## SELECTED EXCERPT
↓↓↓
Announcement

**linuxgeex** · 25 September 2019, 04:24 PM

This is one area where RISC-V will crucify ARM - early adoption of new ISA features. Not because ARM is necessarily doing anything wrong, but because the RISC-V implementers are early adopters in general. ARM's slower movement is suitable to enterprise customers, who are making purchasing decisions based on proven benefits and stable standards, and those same customers don't want to pay for unproven features, and that slows adoption. If ARM wants to compete on delivery dates they're going to need to discount licensing for early adopters.

**boxie** · 25 September 2019, 10:42 PM

Originally posted by linuxgeex View Post

This is one area where RISC-V will crucify ARM - early adoption of new ISA features. Not because ARM is necessarily doing anything wrong, but because the RISC-V implementers are early adopters in general. ARM's slower movement is suitable to enterprise customers, who are making purchasing decisions based on proven benefits and stable standards, and those same customers don't want to pay for unproven features, and that slows adoption. If ARM wants to compete on delivery dates they're going to need to discount licensing for early adopters.

I hope that there is going to be good competition between arm/risc-v/x86 - it is certainly going to be interesting

**coder** · 26 September 2019, 04:16 AM

This is a sideshow. I don't see people doing substantial amounts of deep learning or inferencing on their ARM cores, even today. And, by the time these extensions are out in the field, using general-purpose cores for AI will be like using software-based renderers for interactive graphics in the age of GPUs.

**linuxgeex** · 29 September 2019, 02:28 AM

Originally posted by coder View Post

This is a sideshow. I don't see people doing substantial amounts of deep learning or inferencing on their ARM cores, even today. And, by the time these extensions are out in the field, using general-purpose cores for AI will be like using software-based renderers for interactive graphics in the age of GPUs.

It will be for low-power SOCs where they figure they can get away with just adding the ISA features instead of a dedicated AI core, in circumstances where AI is a relatively small part of the workload. It also has multimedia applications for RAW image processing and high-quality FloatRGB compositing, which could make this an interesting feature for low-end digital camera cores, and maybe even display panel / TV cores 5-10 years from now. It'll also speed up HTML rendering for machines with no GPU, but HDR displays, so maybe digital signage and really low-end tablets, when HDR10 displays get to be as cheap as current TN 6-bit displays. Maybe even HDR10 watches :-)

**coder** · 29 September 2019, 04:43 AM

Originally posted by linuxgeex View Post

It will be for low-power SOCs where they figure they can get away with just adding the ISA features instead of a dedicated AI core, in circumstances where AI is a relatively small part of the workload. It also has multimedia applications for RAW image processing and high-quality FloatRGB compositing, which could make this an interesting feature for low-end digital camera cores, and maybe even display panel / TV cores 5-10 years from now. It'll also speed up HTML rendering for machines with no GPU, but HDR displays, so maybe digital signage and really low-end tablets, when HDR10 displays get to be as cheap as current TN 6-bit displays. Maybe even HDR10 watches :-)

Wow, that sounds so impressive I had to go find more detail, to see what I might've missed.
↑↑↑
## STATED TASK 1
In the forum thread, what does linuxgeex say ARM will need to do if it wants to compete on delivery dates?

## ENTRIES
↓↓↓
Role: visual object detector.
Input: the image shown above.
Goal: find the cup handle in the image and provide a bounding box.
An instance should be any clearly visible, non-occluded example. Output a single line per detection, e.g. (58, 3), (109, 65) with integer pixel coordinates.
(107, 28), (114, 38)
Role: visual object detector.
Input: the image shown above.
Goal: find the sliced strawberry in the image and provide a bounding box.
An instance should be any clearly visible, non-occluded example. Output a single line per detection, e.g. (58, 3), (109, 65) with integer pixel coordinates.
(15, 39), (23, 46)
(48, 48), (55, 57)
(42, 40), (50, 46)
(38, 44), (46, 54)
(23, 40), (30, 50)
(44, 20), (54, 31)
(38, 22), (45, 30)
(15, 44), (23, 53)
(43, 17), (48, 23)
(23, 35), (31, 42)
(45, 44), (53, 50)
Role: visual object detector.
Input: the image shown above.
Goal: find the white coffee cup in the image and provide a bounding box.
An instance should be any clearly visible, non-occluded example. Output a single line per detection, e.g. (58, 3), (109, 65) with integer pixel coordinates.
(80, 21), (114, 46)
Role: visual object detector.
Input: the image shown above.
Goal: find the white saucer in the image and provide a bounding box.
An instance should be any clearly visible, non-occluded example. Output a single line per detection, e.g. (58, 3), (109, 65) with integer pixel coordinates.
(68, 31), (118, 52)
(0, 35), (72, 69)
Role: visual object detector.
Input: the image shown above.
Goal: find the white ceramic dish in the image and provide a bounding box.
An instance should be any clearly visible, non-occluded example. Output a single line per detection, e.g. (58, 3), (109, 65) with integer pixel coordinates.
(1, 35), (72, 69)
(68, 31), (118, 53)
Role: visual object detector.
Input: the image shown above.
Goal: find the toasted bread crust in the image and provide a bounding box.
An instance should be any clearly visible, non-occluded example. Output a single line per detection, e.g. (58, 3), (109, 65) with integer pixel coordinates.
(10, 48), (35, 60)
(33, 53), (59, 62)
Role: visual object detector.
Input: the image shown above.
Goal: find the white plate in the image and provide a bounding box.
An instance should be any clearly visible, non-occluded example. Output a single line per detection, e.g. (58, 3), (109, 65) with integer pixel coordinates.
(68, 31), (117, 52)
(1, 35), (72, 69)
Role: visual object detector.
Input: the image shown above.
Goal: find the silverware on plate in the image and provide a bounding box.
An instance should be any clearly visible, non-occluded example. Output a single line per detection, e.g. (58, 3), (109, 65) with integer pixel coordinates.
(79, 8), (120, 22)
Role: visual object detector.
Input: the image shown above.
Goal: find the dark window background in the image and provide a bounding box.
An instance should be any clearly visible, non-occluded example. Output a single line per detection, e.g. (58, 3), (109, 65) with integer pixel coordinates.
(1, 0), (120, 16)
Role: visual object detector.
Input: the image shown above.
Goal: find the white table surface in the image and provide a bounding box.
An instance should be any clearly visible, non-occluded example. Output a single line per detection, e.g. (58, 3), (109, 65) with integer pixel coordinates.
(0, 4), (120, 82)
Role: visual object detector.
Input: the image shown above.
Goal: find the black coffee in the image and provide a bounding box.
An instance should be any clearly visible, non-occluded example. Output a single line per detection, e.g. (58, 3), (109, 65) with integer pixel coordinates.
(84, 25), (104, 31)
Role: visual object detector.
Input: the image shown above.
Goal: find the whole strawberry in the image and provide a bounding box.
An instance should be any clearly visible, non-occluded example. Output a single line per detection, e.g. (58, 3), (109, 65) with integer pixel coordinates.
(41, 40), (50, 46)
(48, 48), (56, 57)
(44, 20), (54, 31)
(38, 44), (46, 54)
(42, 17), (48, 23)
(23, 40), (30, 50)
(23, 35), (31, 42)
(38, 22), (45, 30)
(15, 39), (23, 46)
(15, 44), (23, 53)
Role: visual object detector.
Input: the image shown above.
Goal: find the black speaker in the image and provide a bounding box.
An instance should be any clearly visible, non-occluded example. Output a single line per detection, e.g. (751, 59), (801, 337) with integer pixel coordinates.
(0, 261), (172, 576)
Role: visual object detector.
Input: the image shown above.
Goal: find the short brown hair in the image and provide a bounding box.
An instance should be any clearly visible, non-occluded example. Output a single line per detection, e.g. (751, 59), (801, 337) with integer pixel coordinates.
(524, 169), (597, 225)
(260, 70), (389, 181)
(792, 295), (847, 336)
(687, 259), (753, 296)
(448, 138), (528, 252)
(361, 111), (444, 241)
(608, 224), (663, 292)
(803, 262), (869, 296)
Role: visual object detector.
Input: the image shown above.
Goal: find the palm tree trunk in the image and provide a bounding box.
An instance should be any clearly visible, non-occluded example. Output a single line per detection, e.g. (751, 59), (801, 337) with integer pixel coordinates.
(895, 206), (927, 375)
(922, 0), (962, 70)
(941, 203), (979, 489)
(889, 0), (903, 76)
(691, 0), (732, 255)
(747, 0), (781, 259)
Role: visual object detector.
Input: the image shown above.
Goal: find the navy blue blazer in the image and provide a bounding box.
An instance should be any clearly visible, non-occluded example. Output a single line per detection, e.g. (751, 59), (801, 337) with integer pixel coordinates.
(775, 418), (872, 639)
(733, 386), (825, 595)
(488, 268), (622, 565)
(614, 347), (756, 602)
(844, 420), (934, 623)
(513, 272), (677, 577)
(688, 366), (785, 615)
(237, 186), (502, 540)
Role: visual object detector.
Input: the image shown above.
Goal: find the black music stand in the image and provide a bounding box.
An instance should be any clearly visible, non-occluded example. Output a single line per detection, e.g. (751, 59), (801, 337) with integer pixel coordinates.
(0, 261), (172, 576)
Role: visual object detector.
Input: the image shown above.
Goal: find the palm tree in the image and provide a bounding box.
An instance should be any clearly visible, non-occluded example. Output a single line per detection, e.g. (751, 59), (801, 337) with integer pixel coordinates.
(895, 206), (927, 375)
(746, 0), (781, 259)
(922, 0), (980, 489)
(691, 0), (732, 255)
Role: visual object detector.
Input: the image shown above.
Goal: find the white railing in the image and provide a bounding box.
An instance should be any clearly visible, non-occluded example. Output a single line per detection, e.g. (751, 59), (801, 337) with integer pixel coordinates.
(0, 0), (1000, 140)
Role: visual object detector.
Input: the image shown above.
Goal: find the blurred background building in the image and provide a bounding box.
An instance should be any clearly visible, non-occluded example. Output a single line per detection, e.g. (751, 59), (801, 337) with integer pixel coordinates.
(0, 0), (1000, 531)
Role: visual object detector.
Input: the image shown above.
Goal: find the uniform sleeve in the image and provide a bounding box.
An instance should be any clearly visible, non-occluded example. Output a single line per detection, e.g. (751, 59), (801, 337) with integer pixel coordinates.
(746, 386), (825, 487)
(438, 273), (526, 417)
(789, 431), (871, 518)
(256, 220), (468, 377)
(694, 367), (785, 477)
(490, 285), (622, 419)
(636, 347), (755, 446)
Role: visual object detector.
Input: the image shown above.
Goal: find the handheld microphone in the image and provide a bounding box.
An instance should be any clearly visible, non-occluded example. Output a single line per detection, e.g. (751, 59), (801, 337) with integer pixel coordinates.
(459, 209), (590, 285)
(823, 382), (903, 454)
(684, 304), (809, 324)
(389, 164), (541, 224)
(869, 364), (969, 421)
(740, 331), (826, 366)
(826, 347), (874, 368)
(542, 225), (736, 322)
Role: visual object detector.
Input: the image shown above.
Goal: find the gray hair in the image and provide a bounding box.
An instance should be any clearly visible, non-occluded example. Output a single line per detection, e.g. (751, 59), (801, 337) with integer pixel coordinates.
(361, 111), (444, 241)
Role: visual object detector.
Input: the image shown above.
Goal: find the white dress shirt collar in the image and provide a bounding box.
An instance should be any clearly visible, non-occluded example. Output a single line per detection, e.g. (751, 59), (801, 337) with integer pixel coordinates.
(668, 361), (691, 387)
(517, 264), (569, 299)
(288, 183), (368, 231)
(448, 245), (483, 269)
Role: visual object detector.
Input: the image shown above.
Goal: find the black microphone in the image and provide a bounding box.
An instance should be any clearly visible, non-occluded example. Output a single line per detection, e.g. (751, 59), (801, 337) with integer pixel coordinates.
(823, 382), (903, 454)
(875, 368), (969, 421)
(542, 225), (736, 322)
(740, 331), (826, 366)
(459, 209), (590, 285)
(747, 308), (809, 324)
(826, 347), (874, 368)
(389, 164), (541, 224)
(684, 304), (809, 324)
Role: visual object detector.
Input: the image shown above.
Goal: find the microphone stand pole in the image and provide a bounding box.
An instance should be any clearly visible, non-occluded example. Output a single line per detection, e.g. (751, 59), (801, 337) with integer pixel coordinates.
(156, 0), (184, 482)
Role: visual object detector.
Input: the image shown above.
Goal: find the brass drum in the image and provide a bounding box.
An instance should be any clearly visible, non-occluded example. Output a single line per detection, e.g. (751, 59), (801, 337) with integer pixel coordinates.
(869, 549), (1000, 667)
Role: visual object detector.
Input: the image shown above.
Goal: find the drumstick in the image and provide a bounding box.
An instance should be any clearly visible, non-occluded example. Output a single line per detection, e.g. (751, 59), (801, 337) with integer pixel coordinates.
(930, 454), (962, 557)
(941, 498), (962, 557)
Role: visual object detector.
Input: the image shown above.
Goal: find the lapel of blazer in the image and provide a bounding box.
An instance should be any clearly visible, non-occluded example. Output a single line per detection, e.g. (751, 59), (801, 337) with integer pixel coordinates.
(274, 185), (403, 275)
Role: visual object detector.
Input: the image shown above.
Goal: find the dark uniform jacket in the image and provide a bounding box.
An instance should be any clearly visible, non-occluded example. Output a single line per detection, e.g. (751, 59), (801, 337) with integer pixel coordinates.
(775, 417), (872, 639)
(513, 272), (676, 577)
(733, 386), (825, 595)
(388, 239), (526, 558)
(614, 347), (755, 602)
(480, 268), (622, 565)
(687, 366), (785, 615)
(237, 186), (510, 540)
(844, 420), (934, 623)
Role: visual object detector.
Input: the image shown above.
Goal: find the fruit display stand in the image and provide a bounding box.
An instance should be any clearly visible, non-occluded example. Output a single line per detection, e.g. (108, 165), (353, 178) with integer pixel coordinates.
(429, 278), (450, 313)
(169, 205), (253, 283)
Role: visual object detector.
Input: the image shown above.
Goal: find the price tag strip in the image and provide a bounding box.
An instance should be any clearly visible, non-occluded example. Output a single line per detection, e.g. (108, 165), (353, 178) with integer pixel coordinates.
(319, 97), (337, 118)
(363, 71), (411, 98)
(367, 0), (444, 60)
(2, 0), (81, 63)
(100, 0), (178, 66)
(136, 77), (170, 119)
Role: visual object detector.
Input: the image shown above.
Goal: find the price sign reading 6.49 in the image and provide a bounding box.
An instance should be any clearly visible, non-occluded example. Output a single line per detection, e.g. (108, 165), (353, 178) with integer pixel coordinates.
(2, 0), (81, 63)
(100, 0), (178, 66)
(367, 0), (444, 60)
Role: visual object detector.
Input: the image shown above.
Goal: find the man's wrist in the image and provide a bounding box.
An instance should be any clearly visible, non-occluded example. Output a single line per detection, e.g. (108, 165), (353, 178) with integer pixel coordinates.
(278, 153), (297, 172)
↑↑↑
## STATED TASK 2
Rewrite the entries from their first line through the line containing "(80, 21), (114, 46)" as a Markdown table with columns named Row and Line. Number each row, and leave out blank lines.

## WRITTEN SOLUTION 1
ARM will need to discount licensing for early adopters.

## WRITTEN SOLUTION 2
| Row | Line |
|---|---|
| 1 | Role: visual object detector. |
| 2 | Input: the image shown above. |
| 3 | Goal: find the cup handle in the image and provide a bounding box. |
| 4 | An instance should be any clearly visible, non-occluded example. Output a single line per detection, e.g. (58, 3), (109, 65) with integer pixel coordinates. |
| 5 | (107, 28), (114, 38) |
| 6 | Role: visual object detector. |
| 7 | Input: the image shown above. |
| 8 | Goal: find the sliced strawberry in the image and provide a bounding box. |
| 9 | An instance should be any clearly visible, non-occluded example. Output a single line per detection, e.g. (58, 3), (109, 65) with integer pixel coordinates. |
| 10 | (15, 39), (23, 46) |
| 11 | (48, 48), (55, 57) |
| 12 | (42, 40), (50, 46) |
| 13 | (38, 44), (46, 54) |
| 14 | (23, 40), (30, 50) |
| 15 | (44, 20), (54, 31) |
| 16 | (38, 22), (45, 30) |
| 17 | (15, 44), (23, 53) |
| 18 | (43, 17), (48, 23) |
| 19 | (23, 35), (31, 42) |
| 20 | (45, 44), (53, 50) |
| 21 | Role: visual object detector. |
| 22 | Input: the image shown above. |
| 23 | Goal: find the white coffee cup in the image and provide a bounding box. |
| 24 | An instance should be any clearly visible, non-occluded example. Output a single line per detection, e.g. (58, 3), (109, 65) with integer pixel coordinates. |
| 25 | (80, 21), (114, 46) |